___ Source document ___

I started this project from a problem statement and a background story and setting to this animation work. The Guo-Mao community, where I grow up, is the largest village in Taiwan. However, most adults decided to move to bigger cities for better job opportunities or higher incomes in these ten years. As a result, the Guo-Mao community is decaying and abandoned day by day. Due to family reasons, I moved out from the Guo-Mao when I was ten and never returned until 2019. The most memorable event was that my grandfather used to take me to have Wonton Noodles in a restaurant. After moving out of the community, I had searched for Wonton noodles that have a similar taste from that moment for years until I decided to revisit the Guo-Mao community in 2019 and found out the restaurant was closed for a long time.

According to my research, the most common trigger of nostalgia was the negative effect (38%), which means encountering challenging, physical pain or loss from family members. Therefore, this factor determines my target audience, which focuses on people around 25-30 years old, have encountered an emotional loss, trying to shift this feeling to an object, place, or particular moment, which eventually became an emotional trigger. A Tale of Wonton Noodles is a 3 minutes 3D animation based on a research question of “How to encourage people, specifically aged 24-32 years old, to face nostalgic emotions and accept the long-gone or beloved memory to have a more positive mindset” through an animation based on a personal story. The animation aims to bring strength and hope to people who struggle with emotional loss and remind them that the past should not be burdens that stop you from moving on.


Yixuan Zhu – A Bite That Takes Me Home


‘A Bite That Takes Me Home’ is a motion piece that aims to support Chinese immigrants in Auckland to preserve the traditions through food celebrations and passing knowledge down. As being a part of this group, I know how much migrants struggle with their cultural identity in a new environment. This can lead to a cultural identity crisis that destroys their wellbeing and prevents them from achieving better lives. Therefore, I want to encourage them to reunite with their home culture, as well as bring the inside story out and bridge the minority groups with the wider society.

I tested various interactive possibilities before coming up with this story. It showcases Chinese food traditions and customs in the timeline of four main Chinese festivals in four seasons. For example, the sacred ancestor worshipping in spring, the rice dumplings wrapped with lotus leaves in summer, the mooncakes and family myth time in autumn, and the endless feast and new year’s fireworks in winter. These food practices will bring Chinese immigrants back to their childhood memories when watching the relatable scenes. Also, rooted in these flashbacks is the deep meaning and beliefs about how the Chinese connect with nature, with the deceased, and with the whole community.



Cherhern Chang – Can We Open It?

___ Provided material ___

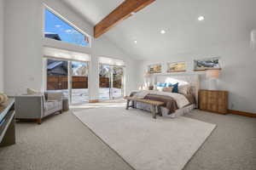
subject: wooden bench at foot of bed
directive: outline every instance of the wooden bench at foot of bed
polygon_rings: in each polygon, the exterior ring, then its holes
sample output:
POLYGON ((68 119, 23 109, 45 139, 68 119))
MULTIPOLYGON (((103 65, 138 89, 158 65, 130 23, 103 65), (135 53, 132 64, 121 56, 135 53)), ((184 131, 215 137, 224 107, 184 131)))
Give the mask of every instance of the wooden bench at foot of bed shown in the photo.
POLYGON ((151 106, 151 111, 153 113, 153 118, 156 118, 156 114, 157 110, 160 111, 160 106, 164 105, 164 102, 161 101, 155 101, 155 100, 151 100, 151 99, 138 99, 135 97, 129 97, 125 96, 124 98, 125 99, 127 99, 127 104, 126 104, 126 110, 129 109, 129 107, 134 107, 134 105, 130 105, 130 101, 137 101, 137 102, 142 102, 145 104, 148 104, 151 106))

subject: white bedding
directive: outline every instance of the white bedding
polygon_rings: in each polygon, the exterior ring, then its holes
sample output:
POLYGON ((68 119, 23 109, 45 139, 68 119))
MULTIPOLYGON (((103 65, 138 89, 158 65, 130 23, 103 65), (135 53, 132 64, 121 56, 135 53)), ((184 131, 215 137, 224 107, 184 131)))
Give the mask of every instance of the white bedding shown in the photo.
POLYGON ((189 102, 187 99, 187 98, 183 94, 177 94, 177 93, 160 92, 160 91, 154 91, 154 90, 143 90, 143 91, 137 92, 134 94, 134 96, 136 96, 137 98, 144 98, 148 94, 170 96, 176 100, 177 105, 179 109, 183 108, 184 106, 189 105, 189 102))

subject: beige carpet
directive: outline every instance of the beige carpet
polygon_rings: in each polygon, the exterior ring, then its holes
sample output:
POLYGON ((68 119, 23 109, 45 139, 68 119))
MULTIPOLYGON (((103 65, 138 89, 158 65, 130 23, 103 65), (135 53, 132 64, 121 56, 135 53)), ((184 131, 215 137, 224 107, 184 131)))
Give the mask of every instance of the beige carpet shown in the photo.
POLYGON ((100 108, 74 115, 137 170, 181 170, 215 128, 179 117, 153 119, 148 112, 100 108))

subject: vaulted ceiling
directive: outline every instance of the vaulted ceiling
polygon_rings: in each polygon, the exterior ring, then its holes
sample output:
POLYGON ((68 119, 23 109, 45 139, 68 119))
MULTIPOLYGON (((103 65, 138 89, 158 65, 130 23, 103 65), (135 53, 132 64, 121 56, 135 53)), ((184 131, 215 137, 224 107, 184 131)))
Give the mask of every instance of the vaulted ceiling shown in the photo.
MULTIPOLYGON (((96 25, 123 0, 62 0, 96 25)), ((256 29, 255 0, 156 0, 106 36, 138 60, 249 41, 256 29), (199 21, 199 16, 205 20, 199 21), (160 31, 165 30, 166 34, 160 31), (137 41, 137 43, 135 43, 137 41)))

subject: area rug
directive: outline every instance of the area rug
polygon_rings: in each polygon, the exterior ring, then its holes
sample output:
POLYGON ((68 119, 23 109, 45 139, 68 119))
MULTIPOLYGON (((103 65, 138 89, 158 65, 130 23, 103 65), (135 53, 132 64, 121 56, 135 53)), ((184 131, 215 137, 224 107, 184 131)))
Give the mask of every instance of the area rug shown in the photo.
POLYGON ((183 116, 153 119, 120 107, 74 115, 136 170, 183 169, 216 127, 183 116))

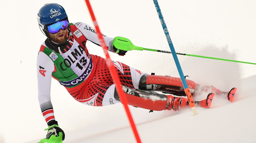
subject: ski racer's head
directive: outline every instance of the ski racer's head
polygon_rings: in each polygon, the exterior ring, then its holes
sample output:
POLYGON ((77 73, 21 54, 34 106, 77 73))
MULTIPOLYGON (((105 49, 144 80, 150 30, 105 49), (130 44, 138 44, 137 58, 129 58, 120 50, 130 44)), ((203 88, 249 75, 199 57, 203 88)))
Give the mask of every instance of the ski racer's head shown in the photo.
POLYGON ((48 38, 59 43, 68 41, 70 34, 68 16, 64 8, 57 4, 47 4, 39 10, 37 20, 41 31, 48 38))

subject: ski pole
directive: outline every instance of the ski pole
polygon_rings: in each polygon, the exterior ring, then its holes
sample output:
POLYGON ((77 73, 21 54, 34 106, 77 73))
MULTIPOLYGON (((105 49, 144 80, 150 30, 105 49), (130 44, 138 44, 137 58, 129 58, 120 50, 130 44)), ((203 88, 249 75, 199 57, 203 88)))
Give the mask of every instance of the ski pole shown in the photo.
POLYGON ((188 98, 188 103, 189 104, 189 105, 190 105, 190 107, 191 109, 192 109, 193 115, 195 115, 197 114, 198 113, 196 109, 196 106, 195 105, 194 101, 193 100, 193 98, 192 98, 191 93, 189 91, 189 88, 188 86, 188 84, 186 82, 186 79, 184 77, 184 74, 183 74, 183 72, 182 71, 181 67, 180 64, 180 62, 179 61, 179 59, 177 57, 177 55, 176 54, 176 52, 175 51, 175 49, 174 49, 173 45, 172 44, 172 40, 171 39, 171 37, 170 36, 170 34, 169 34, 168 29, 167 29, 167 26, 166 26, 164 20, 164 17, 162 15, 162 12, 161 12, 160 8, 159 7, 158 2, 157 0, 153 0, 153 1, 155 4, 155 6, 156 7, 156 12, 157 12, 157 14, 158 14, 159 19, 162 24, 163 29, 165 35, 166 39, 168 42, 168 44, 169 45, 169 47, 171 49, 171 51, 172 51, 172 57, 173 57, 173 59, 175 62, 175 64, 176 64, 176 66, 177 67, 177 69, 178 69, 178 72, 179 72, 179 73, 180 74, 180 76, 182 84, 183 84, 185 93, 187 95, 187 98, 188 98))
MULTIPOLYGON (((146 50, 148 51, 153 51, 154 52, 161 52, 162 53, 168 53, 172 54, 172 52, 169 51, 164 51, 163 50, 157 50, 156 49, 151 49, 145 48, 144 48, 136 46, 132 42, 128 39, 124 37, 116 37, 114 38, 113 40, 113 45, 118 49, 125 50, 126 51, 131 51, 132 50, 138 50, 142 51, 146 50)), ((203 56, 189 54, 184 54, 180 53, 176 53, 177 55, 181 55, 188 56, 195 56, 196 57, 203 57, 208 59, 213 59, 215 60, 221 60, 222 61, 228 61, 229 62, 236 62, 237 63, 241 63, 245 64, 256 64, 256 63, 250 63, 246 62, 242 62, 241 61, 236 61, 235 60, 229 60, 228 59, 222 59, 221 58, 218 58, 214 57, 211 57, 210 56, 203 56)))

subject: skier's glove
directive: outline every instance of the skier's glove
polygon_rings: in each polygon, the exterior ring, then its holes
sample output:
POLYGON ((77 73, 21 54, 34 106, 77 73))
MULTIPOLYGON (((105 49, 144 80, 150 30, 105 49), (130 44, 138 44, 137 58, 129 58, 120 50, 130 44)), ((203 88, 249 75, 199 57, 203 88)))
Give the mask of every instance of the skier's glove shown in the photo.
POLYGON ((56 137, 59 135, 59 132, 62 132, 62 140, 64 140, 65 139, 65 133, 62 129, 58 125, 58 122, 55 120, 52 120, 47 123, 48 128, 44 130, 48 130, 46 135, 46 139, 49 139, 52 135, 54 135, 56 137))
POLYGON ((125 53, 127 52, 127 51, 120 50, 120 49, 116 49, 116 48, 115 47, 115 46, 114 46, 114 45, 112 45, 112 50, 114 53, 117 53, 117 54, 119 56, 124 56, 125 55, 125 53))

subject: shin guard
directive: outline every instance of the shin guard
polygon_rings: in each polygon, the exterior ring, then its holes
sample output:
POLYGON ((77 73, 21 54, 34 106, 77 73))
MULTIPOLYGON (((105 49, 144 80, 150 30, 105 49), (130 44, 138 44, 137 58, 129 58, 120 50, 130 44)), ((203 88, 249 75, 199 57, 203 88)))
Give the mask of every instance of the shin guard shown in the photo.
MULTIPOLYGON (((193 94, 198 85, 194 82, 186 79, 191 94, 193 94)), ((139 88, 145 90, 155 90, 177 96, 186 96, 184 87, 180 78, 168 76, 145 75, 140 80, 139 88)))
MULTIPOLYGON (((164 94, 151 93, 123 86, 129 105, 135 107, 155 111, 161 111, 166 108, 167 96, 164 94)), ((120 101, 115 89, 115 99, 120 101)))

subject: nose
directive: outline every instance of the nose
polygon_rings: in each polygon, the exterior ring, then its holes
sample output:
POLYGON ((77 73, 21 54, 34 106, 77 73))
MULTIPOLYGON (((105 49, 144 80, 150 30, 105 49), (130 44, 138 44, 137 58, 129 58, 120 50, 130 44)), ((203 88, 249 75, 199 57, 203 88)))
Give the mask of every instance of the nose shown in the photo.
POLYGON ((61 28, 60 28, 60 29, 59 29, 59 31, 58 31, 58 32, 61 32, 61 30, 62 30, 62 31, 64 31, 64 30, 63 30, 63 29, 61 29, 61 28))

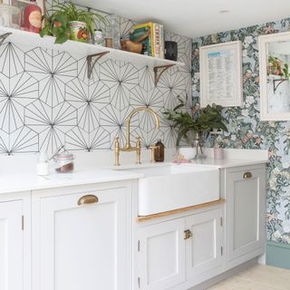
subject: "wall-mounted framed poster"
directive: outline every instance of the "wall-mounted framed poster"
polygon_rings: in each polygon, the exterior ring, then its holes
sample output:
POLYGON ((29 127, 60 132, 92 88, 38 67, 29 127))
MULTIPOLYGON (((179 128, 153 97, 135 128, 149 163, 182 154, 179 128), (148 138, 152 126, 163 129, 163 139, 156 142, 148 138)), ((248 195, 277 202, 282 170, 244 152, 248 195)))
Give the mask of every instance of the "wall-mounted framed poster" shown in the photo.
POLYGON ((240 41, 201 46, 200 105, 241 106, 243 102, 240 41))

___
___ Provided material ___

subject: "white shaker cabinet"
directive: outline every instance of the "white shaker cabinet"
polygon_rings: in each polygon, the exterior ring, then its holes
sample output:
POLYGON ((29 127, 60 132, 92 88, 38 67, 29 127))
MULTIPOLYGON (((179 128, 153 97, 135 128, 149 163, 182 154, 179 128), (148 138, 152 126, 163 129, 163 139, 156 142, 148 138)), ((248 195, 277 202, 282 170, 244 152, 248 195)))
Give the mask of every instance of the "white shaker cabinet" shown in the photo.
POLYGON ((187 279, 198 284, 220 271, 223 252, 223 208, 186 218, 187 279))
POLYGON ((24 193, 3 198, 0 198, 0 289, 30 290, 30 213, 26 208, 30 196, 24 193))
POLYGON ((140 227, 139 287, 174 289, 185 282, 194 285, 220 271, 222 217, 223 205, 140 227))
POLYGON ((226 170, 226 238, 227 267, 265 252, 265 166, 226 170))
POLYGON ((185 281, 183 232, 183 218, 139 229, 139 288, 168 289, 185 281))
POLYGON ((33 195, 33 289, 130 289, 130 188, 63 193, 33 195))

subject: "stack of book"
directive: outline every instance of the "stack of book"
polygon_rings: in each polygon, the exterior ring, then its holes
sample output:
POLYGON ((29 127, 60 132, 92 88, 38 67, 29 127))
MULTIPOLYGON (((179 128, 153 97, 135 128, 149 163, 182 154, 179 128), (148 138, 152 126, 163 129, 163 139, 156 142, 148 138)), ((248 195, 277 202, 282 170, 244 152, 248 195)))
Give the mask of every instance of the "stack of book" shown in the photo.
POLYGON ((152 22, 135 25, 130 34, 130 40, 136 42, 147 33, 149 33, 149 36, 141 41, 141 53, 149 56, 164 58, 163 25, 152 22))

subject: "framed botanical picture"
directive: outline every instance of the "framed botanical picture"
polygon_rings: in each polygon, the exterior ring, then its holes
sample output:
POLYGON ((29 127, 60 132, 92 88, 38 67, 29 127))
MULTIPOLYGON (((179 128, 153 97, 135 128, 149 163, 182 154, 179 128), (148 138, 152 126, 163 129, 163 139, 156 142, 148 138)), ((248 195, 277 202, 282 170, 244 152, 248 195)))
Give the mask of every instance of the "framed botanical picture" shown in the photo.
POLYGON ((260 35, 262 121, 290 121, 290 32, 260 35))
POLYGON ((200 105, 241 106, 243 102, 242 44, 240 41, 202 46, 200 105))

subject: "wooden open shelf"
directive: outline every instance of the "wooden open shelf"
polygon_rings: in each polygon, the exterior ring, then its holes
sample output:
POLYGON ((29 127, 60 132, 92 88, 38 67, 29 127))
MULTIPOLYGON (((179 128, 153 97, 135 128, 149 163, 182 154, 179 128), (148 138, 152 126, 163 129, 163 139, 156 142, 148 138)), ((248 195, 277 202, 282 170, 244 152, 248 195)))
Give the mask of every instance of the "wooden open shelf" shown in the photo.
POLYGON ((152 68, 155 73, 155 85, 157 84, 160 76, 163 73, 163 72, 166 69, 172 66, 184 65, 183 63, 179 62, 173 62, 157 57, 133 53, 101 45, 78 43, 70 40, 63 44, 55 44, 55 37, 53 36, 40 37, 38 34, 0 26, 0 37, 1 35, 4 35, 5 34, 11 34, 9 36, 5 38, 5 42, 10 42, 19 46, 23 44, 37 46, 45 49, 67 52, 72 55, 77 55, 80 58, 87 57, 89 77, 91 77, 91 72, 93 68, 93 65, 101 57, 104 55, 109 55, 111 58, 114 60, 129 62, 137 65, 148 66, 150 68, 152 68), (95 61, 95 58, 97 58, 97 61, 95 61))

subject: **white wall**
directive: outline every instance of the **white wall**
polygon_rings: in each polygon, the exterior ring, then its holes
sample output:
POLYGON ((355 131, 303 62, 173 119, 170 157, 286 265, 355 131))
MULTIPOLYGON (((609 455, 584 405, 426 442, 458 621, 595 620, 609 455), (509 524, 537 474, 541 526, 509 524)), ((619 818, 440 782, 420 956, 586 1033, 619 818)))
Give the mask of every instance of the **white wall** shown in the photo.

___

## Assigned task
Write out the part of the project descriptions that begins at the words "According to my" and stops after "from moving on.". The data has no connection to the project descriptions.

## Expected output
According to my research, the most common trigger of nostalgia was the negative effect (38%), which means encountering challenging, physical pain or loss from family members. Therefore, this factor determines my target audience, which focuses on people around 25-30 years old, have encountered an emotional loss, trying to shift this feeling to an object, place, or particular moment, which eventually became an emotional trigger. A Tale of Wonton Noodles is a 3 minutes 3D animation based on a research question of “How to encourage people, specifically aged 24-32 years old, to face nostalgic emotions and accept the long-gone or beloved memory to have a more positive mindset” through an animation based on a personal story. The animation aims to bring strength and hope to people who struggle with emotional loss and remind them that the past should not be burdens that stop you from moving on.